Please edit the data below by replacing every "straight edges between vertices" with "straight segments between vertices" and keeping everything else the same. Leave the pictures out of your answer.

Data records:

+-------+

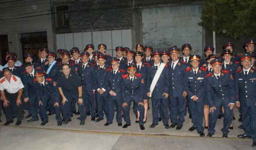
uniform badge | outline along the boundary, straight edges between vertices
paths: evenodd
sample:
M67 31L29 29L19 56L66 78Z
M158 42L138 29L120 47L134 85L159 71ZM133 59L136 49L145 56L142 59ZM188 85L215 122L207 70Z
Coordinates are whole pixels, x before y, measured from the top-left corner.
M144 83L145 83L145 82L144 81L144 79L142 79L141 80L141 83L143 84L144 84Z

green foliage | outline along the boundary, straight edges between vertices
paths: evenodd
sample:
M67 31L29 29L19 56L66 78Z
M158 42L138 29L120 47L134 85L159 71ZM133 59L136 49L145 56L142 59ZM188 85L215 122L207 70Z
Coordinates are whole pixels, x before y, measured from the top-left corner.
M256 0L205 0L198 24L218 35L239 39L256 36L255 19Z

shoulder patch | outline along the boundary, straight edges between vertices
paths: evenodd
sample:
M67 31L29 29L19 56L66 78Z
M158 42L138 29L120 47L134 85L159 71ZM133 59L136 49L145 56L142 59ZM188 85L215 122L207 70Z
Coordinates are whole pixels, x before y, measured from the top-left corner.
M135 76L140 78L142 76L142 75L139 73L135 73Z
M192 70L192 68L189 67L187 67L187 68L186 68L186 69L185 70L186 72L188 72L190 70Z
M123 75L122 75L122 77L123 79L124 79L125 78L126 78L126 77L128 77L128 74L124 74Z
M52 78L46 78L46 80L48 82L51 82L52 81Z
M2 83L3 82L5 82L5 78L4 78L2 80L1 80L1 81L0 81L0 84Z
M221 72L224 74L227 74L229 73L229 70L223 70L221 71Z
M207 74L205 75L205 76L206 77L209 77L209 76L211 76L212 75L212 73L211 72L210 72L210 73L209 73L208 74Z
M201 67L200 67L200 69L204 71L206 71L207 70L208 68L207 66L205 66L204 67L203 66L201 66Z

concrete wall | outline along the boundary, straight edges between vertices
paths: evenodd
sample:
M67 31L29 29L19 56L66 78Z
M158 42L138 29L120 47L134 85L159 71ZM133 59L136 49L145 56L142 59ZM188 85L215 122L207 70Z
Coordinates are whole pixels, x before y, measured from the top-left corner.
M0 4L0 34L8 35L10 51L16 53L23 62L21 34L42 31L47 32L48 47L53 50L50 0L10 1L1 1L6 2Z
M189 43L192 53L202 56L203 30L198 23L202 9L200 4L144 8L142 13L144 45L164 49Z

+-------+

### Full answer
uniform badge | outline along the boundary, straight segments between vertices
paths: evenodd
sample:
M67 31L29 29L19 56L66 78Z
M158 42L138 29L120 47L134 85L159 71ZM133 59L136 49L145 56L142 59ZM188 85L215 122L207 70Z
Coordinates are whole pixels, x before y, measured from the top-left corner.
M144 83L145 83L145 82L144 81L144 79L142 79L141 80L141 83L143 84L144 84Z

green foliage | outline along the boundary, straight segments between vertices
paths: evenodd
sample:
M67 31L29 29L19 56L66 78Z
M158 42L138 29L120 47L134 85L159 71ZM133 59L136 49L145 56L142 59ZM188 85L215 122L207 70Z
Coordinates are whole pixels, x before y, measured from the top-left corner.
M256 0L205 0L198 24L218 35L239 39L256 36L255 19Z

shoulder patch | outline along the boundary, straight segments between vertices
paths: evenodd
sample:
M67 31L29 29L19 56L66 78Z
M158 42L138 29L120 47L134 85L159 71ZM133 59L136 49L145 56L142 59ZM188 85L215 122L207 70Z
Coordinates are whole pixels, x before y, measured from the top-left corner.
M135 76L140 78L142 76L142 75L139 73L135 73Z
M192 70L192 68L189 67L187 67L187 68L186 68L186 69L185 70L186 72L188 72L190 70Z
M123 75L122 75L122 77L123 79L124 79L125 78L126 78L126 77L128 77L128 74L124 74Z
M52 78L46 78L46 80L48 82L51 82L52 81Z
M2 83L3 82L5 82L5 78L4 78L2 80L1 80L1 81L0 81L0 84Z
M221 72L224 74L227 74L229 73L229 70L223 70L221 71Z
M207 74L205 75L205 76L206 77L209 77L209 76L211 76L212 75L212 73L211 72L210 72L210 73L209 73L208 74Z
M201 67L200 67L200 69L204 71L206 71L207 70L208 68L207 66L205 66L204 67L203 66L201 66Z

concrete wall | outline along the boundary, straight segments between vertices
paths: evenodd
sample:
M67 31L29 29L19 56L66 78Z
M158 42L138 29L120 47L134 85L159 71ZM133 59L136 49L145 56L142 59ZM188 85L215 122L207 70Z
Coordinates are whole pixels, x before y, measured from the top-left corner.
M0 4L0 34L8 35L10 51L16 53L23 62L21 34L42 31L47 32L48 47L53 50L50 0L10 1L1 1L6 2Z
M189 43L192 53L202 56L203 30L198 23L202 9L200 4L144 8L142 13L144 45L164 49Z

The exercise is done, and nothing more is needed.